◆ Stored data entries
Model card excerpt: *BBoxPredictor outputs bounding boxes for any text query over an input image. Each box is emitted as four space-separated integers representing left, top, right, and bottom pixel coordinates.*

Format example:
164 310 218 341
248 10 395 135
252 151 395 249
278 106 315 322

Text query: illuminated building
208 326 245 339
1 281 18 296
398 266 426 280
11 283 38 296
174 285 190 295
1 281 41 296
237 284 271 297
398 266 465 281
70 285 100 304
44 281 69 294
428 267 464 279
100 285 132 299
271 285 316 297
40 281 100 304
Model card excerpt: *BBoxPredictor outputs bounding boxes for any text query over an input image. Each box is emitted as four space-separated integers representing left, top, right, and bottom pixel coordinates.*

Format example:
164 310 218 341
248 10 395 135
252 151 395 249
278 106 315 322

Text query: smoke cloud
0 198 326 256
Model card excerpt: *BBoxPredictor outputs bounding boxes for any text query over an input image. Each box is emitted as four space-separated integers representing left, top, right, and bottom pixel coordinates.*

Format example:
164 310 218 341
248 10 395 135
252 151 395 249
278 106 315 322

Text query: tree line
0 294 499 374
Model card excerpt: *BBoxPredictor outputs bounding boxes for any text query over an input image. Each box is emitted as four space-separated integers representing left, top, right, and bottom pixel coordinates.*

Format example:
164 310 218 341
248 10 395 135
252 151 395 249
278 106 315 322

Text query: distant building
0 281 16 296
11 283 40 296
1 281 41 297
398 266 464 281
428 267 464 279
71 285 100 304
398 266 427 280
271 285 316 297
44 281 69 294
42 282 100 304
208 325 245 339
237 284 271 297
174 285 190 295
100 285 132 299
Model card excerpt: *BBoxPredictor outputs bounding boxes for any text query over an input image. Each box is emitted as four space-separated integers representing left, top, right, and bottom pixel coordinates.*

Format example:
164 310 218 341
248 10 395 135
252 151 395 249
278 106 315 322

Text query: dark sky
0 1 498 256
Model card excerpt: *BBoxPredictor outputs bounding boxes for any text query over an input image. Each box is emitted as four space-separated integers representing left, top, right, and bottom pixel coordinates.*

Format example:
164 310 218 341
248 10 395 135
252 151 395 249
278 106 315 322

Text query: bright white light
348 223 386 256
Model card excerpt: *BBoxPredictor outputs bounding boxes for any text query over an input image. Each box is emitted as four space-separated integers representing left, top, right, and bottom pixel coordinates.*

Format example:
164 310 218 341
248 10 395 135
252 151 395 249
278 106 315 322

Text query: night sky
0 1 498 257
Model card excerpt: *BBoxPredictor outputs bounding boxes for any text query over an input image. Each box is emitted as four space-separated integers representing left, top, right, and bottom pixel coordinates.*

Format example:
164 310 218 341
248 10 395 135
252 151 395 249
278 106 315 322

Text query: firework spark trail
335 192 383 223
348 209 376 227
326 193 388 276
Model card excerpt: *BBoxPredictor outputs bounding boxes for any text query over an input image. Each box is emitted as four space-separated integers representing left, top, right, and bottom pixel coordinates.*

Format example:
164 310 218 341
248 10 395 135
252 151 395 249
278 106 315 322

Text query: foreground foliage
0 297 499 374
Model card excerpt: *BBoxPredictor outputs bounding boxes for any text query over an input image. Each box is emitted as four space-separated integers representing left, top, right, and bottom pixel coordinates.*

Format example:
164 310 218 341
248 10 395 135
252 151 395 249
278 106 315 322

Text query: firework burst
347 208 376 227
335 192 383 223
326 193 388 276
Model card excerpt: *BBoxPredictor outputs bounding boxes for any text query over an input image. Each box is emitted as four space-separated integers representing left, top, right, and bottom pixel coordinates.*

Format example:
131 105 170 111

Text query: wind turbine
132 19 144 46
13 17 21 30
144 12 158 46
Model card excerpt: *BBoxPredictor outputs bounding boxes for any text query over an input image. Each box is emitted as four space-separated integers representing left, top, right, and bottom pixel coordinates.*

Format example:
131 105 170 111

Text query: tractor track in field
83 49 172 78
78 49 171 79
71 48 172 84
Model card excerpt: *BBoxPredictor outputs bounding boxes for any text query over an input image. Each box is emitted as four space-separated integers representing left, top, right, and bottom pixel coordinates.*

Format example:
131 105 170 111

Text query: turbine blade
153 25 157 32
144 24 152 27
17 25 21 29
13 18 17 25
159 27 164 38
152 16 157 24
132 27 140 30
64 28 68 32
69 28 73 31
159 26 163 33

◆ WORK ORDER
Restate the entries above. Match them exactly.

◆ YOUR RESPONSE
Model card excerpt: *BBoxPredictor outputs bounding boxes for any text query over an input image. Each box is emitted as four space-separated integers representing left, top, right, and bottom pixel coordinates.*

Format example:
164 310 218 341
248 10 395 135
252 151 395 249
278 106 315 322

Text query: illuminated building
208 326 245 339
1 281 18 296
398 266 426 280
11 283 38 296
174 285 190 295
1 281 41 296
237 284 271 297
398 266 465 281
70 285 100 304
44 281 69 294
428 267 464 279
100 285 132 299
271 285 316 297
40 281 100 304
Model card excerpt: *BBoxPredictor outputs bounding boxes for any text query over an input image. Each box is emitted as four space-separated integers representing left, top, right, and bottom pixel coordinates.*

Format example:
164 310 218 341
248 10 395 135
252 151 395 249
278 106 315 322

Text query: smoke cloud
0 198 326 256
Model card excerpt: *BBoxPredictor outputs bounding boxes for any text query over an input image. Each box is emitted as four space-separated integers representing left, top, right, and bottom pixel coordinates.*

Format example:
164 310 218 341
248 10 395 135
252 151 395 249
278 106 315 322

Text query: tree line
0 294 499 374
Model card excerpt: *BBoxPredictor outputs bounding boxes for any text query over an input image. Each box is emitted as four space-separated integers representing left, top, right, and bottom pixel coordinates.*

Format example:
164 310 218 341
248 10 395 135
252 151 395 249
278 106 315 322

Text query: distant building
0 281 16 296
11 283 40 296
1 281 41 297
398 266 464 281
428 267 464 279
71 285 100 304
398 266 427 280
271 285 316 297
44 281 69 294
42 282 100 304
208 325 245 339
237 284 271 297
174 285 190 295
100 285 132 299
Model card excerpt: *BBoxPredictor outputs bounding boxes for any text query over an input image. Each box is emitted as four space-separated integers representing left, top, right, and bottom pixel coordinates.*

Format example:
164 310 218 341
248 10 395 135
252 151 395 249
278 106 315 322

Text query: dark sky
0 1 498 256
Model card excerpt: *BBoxPredictor outputs bounding boxes for any text query over an input image. Each box is emitted as four space-separated integers representing left, top, right, and bottom pixel coordinates.*

Format example:
164 310 218 341
248 10 395 135
252 151 395 249
278 106 315 322

Text query: bright white light
348 223 386 256
Model card excerpt: *BBoxPredictor outputs bounding boxes for any text query over an input image. Each box is emitted as four space-separated integers representing left, top, right, and bottom pixel coordinates.*

Format example:
164 310 218 341
248 10 395 135
252 151 395 249
278 106 315 322

Text query: night sky
0 1 498 257
Model card excerpt: *BBoxPredictor outputs bounding boxes for any text query over an input image. Each box is emitted as four space-separated integers representing left, top, right, and bottom pixel coordinates.*

Format example:
164 310 218 341
248 10 395 135
252 151 395 249
278 106 315 322

Text query: firework spark trail
335 192 383 223
348 209 376 227
326 193 388 276
Model card excerpt: *BBoxPredictor outputs bounding boxes for any text query over an input image. Each box is emitted as four space-separated integers representing left, top, right, and bottom pixel coordinates.*

Format example:
164 310 218 341
248 10 395 135
252 151 395 249
278 106 315 322

Text query: foreground foliage
0 297 499 374
Model card excerpt: *BBoxPredictor outputs bounding boxes for any text query over an input image. Each box is emitted as four space-separated integers representing left, top, right, and bottom pixel coordinates.*

Format example:
164 310 218 341
248 10 395 135
252 151 395 249
278 106 315 322

Text query: firework burst
347 208 376 227
335 192 383 223
326 193 388 276
Model card excerpt: *BBoxPredictor outputs bounding boxes for any text query over an input image. Each box is emitted as four space-separated integers representing left, top, right, and bottom pixel coordinates.*

Format example:
131 105 170 111

Text query: wind turbine
132 19 144 46
13 17 21 30
144 12 158 46
Model card excerpt: *BBoxPredictor outputs bounding boxes for any text query over an input image. Each box is emitted as four space-separated integers representing left, top, right, and bottom pixel coordinates.*

Format example:
131 105 170 111

Text query: tractor track in field
83 49 172 78
78 49 171 79
71 48 172 84
Model card excerpt: *BBoxPredictor outputs bounding boxes for any text query over an input image. Each box is emitted as four space-separated integers representing left, top, right, and bottom pixel coordinates.*

Format example:
131 105 170 111

Text query: turbine blade
153 25 157 32
144 24 152 27
17 25 21 29
13 18 17 25
159 27 164 38
152 16 157 24
132 27 140 30
64 28 68 32
69 28 73 31
159 26 163 33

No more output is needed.